## Exercise prompt
Rewrite the stretch of the merge sort text from "Code Example" through "each half, merge.", replacing "Divide and Conquer" with "Split and Merge".

## Text
========================================================================

948 Intermediate

948 Merge Sort

Functional Programming

Tutorial

The Problem

Implement functional merge sort in Rust: recursively split a slice in half, sort each half, then merge two sorted slices. Implement two merge variants — one with explicit index cursors and one using peekable iterators — to demonstrate the functional style. Compare with OCaml's list-based merge sort that uses pattern matching.

🎯 Learning Outcomes

• Implement recursive merge_sort<T: Ord + Clone>(list: &[T]) -> Vec<T> using slice splitting

• Implement merge<T: Ord + Clone>(left: &[T], right: &[T]) -> Vec<T> with two-pointer merge

• Implement merge_iter using Peekable iterators for a more functional-style merge

• Understand that Clone is required because merge sort produces new Vec allocations at each level

• Connect to OCaml's pattern-matched list merge sort: [] | [_] base case, List.init split

Code Example

#![allow(clippy::all)]
/// Merge Sort — Functional Divide and Conquer
///
/// Pure functional merge sort: split the list, sort each half, merge.
/// OCaml uses pattern matching on lists; Rust uses slices and Vec.

/// Merge two sorted slices into a new sorted Vec.
pub fn merge<T: Ord + Clone>(left: &[T], right: &[T]) -> Vec<T> {
    let mut result = Vec::with_capacity(left.len() + right.len());
    let (mut i, mut j) = (0, 0);
    while i < left.len() && j < right.len() {
        if left[i] <= right[j] {
            result.push(left[i].clone());
            i += 1;
        } else {
            result.push(right[j].clone());
            j += 1;
        }
    }
    result.extend_from_slice(&left[i..]);
    result.extend_from_slice(&right[j..]);
    result
}

/// Functional merge sort — recursive, creates new Vecs at each level.
pub fn merge_sort<T: Ord + Clone>(list: &[T]) -> Vec<T> {
    if list.len() <= 1 {
        return list.to_vec();
    }
    let mid = list.len() / 2;
    let left = merge_sort(&list[..mid]);
    let right = merge_sort(&list[mid..]);
    merge(&left, &right)
}

/// Merge using iterators — more functional style.

========================================================================

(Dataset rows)
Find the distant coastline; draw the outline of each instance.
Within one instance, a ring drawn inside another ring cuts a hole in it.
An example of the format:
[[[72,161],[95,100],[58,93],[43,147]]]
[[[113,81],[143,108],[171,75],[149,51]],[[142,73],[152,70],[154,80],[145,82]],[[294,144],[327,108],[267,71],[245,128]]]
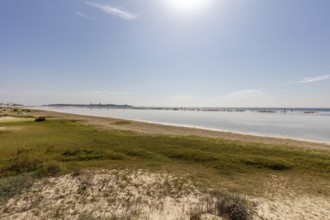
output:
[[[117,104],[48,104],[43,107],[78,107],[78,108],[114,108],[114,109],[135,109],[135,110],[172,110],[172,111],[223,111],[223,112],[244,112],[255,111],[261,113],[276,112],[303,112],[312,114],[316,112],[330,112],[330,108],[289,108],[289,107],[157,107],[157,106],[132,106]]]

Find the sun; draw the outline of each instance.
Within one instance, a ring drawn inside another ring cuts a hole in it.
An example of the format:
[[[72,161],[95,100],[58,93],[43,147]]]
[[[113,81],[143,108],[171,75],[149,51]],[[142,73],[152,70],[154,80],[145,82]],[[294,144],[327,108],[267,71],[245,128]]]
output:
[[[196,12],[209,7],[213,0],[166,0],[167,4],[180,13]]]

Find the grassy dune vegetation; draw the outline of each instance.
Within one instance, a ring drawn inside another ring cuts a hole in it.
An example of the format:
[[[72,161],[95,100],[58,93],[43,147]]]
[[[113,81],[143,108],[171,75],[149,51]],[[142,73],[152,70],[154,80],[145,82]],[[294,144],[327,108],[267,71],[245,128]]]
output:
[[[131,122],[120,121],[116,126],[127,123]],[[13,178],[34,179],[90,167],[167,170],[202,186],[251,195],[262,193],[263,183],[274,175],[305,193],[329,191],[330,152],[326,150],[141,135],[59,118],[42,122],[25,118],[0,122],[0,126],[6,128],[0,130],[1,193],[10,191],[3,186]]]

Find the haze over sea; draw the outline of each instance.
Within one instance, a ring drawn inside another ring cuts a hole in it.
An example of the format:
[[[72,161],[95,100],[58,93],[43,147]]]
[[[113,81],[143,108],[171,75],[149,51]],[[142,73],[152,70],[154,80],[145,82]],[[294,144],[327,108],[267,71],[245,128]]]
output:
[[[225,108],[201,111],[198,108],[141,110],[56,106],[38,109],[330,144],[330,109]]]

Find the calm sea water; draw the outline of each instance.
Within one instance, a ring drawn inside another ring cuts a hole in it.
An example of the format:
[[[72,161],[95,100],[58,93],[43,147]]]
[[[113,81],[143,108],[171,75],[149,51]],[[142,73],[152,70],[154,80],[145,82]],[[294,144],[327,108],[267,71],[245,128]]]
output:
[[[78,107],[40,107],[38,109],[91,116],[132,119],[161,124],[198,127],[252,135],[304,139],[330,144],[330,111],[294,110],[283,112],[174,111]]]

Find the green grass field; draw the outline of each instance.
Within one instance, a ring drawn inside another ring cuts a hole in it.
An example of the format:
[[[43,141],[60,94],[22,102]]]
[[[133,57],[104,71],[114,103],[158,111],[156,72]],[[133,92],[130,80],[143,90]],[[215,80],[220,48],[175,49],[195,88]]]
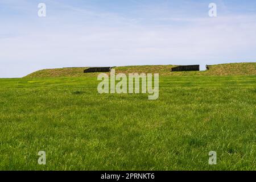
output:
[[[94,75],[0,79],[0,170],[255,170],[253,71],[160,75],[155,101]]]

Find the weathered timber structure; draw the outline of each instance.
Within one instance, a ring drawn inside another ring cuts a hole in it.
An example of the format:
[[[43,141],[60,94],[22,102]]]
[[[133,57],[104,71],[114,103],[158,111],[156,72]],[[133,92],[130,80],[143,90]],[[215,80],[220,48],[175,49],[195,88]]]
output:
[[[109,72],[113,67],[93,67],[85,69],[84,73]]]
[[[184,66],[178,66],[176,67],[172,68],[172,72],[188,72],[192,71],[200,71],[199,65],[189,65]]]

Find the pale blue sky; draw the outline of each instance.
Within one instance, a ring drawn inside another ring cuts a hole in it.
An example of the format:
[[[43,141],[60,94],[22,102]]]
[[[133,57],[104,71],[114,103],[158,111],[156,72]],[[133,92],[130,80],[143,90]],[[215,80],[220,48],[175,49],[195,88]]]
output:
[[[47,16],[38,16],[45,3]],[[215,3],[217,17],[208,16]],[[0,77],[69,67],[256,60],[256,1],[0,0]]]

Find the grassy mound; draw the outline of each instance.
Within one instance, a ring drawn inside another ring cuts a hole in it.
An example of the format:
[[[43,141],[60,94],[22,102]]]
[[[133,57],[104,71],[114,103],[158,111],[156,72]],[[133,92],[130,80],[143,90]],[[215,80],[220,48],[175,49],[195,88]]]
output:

========================================================================

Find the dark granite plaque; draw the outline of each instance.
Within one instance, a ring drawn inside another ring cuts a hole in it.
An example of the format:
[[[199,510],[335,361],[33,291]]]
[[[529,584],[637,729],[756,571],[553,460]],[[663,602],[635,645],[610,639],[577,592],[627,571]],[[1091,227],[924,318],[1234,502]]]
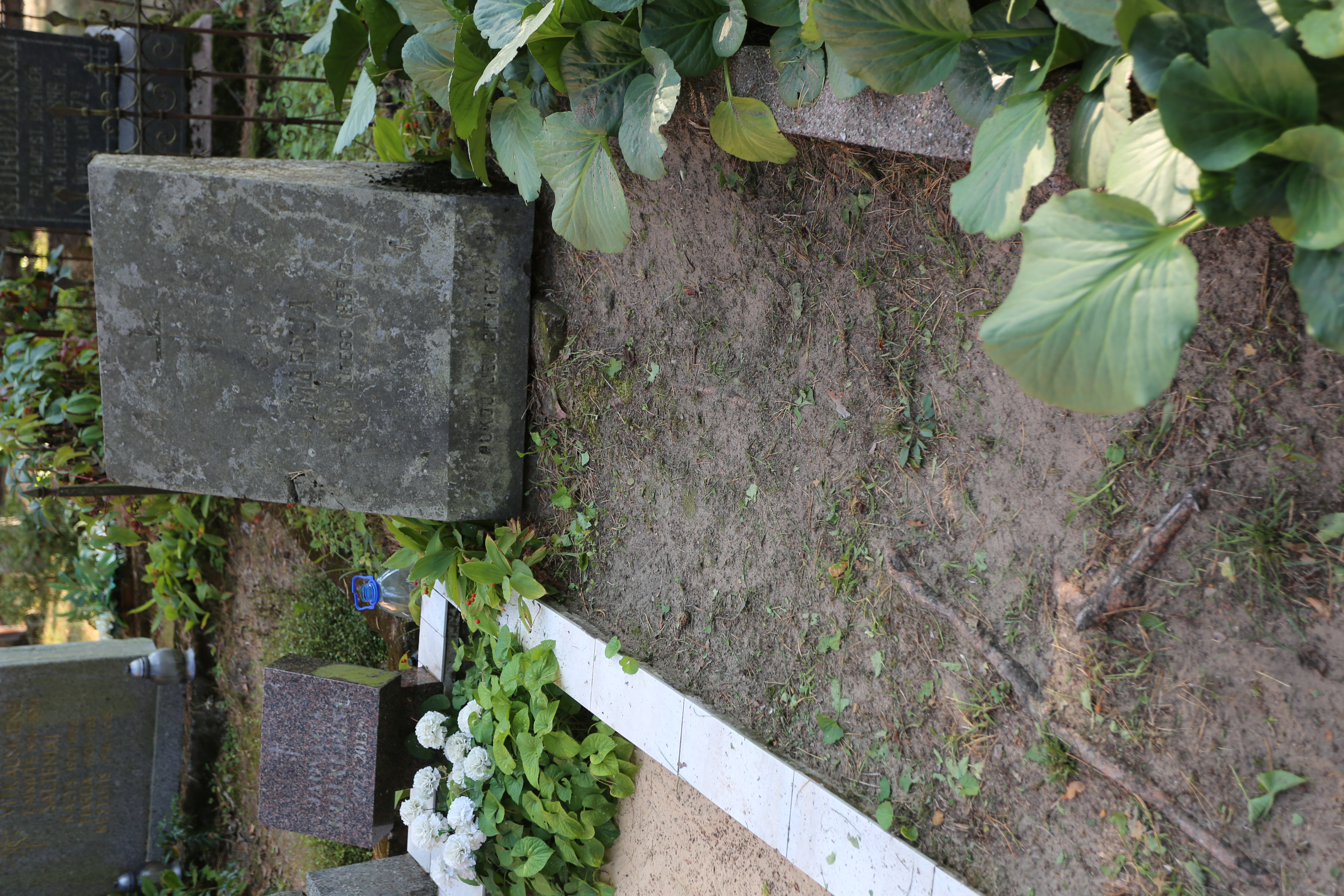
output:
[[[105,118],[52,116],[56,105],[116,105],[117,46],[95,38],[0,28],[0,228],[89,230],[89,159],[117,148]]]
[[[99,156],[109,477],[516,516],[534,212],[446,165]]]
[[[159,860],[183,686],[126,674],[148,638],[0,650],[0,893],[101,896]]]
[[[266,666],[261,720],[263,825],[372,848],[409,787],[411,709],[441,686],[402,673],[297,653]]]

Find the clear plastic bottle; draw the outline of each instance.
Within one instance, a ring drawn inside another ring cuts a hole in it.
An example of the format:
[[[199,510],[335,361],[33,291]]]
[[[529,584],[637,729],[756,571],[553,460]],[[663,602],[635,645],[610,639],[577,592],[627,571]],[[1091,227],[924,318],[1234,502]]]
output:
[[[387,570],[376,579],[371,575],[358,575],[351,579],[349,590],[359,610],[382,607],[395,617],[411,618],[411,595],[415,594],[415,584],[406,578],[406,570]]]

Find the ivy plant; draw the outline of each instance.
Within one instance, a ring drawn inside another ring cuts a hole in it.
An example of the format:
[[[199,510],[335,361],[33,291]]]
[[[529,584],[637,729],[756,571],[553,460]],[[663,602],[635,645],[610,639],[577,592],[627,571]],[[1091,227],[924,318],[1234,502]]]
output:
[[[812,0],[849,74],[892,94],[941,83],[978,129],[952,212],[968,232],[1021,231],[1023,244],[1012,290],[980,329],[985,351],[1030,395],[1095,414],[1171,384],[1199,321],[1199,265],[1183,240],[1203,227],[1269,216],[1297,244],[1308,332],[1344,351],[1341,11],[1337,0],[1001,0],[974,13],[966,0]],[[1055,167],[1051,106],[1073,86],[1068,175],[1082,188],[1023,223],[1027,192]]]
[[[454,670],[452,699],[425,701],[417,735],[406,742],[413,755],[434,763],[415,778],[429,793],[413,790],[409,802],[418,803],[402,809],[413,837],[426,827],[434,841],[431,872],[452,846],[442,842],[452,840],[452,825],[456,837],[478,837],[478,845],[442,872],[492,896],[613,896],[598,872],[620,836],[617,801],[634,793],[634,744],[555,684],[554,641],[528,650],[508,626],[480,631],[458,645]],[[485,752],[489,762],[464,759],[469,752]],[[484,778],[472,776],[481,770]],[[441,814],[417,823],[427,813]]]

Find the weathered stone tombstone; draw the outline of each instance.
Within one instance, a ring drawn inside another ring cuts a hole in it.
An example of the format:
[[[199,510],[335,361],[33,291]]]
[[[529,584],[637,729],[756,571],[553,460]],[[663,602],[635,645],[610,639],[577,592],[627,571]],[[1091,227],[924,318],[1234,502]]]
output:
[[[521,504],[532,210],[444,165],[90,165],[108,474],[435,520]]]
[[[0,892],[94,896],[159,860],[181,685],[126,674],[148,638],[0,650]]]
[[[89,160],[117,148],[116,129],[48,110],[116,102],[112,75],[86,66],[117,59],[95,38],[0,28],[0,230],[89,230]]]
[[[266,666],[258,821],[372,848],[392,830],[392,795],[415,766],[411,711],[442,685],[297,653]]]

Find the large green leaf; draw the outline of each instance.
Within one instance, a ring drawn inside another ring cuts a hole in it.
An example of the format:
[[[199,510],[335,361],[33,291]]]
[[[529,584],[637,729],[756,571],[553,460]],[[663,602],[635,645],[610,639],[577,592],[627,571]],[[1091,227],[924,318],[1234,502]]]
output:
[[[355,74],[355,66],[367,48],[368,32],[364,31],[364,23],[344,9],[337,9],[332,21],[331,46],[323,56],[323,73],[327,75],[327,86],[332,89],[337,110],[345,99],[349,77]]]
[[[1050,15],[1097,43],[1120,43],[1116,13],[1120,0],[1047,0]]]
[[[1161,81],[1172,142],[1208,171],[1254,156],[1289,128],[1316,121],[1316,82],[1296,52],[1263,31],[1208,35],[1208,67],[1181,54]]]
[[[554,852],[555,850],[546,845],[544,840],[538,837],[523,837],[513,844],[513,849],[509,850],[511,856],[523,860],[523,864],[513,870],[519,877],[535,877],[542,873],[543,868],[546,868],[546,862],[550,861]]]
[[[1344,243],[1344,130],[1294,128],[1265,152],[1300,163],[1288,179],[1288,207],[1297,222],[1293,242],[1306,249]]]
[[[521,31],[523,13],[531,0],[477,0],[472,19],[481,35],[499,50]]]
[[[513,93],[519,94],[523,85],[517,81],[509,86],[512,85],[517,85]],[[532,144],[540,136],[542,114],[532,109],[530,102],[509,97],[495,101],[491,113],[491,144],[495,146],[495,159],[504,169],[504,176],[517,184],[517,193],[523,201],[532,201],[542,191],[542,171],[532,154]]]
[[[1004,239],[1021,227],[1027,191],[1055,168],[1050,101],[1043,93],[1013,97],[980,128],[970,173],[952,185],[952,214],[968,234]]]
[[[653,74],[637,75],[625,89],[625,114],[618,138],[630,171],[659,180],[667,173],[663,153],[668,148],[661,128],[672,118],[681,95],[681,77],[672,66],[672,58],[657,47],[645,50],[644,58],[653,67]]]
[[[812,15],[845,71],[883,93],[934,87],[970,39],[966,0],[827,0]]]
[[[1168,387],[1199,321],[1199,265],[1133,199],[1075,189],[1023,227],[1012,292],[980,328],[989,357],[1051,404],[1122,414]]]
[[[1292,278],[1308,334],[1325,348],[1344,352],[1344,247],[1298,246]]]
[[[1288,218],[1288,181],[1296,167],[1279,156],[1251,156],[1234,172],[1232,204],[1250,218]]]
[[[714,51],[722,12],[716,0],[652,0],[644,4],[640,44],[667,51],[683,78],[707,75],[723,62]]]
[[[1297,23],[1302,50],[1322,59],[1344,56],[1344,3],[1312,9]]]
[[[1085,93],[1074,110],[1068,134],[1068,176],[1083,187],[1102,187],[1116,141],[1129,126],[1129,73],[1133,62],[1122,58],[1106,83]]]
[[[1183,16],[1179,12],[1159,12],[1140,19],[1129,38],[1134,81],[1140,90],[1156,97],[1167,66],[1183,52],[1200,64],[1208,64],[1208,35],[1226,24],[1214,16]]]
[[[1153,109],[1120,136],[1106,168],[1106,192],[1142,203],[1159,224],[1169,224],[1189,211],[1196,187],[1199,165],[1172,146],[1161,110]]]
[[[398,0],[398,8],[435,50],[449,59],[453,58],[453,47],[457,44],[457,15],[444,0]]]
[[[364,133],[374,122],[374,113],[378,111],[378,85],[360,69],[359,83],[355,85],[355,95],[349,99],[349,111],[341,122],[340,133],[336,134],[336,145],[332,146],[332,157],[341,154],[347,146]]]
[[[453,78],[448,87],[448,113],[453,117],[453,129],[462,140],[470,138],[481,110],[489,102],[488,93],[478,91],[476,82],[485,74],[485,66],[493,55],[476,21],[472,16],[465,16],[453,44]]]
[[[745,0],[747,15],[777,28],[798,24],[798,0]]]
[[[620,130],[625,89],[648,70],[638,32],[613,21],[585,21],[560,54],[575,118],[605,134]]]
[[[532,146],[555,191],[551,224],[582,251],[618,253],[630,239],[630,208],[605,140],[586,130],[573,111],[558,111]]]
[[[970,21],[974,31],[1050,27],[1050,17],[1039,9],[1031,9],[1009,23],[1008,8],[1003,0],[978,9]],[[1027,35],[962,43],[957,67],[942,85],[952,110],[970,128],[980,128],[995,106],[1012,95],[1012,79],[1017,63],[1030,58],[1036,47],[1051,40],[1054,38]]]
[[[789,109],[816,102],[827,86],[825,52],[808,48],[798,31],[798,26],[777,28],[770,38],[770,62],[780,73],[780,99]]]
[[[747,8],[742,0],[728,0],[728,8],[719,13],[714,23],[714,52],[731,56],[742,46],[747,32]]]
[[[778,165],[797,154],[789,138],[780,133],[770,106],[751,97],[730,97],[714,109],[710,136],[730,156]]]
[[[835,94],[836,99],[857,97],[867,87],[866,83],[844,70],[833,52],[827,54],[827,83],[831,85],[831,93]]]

========================================================================

## Expected output
Code Example

#![allow(clippy::all)]
/// Merge Sort — Functional Split and Merge
///
/// Pure functional merge sort: split the list, sort each half, merge.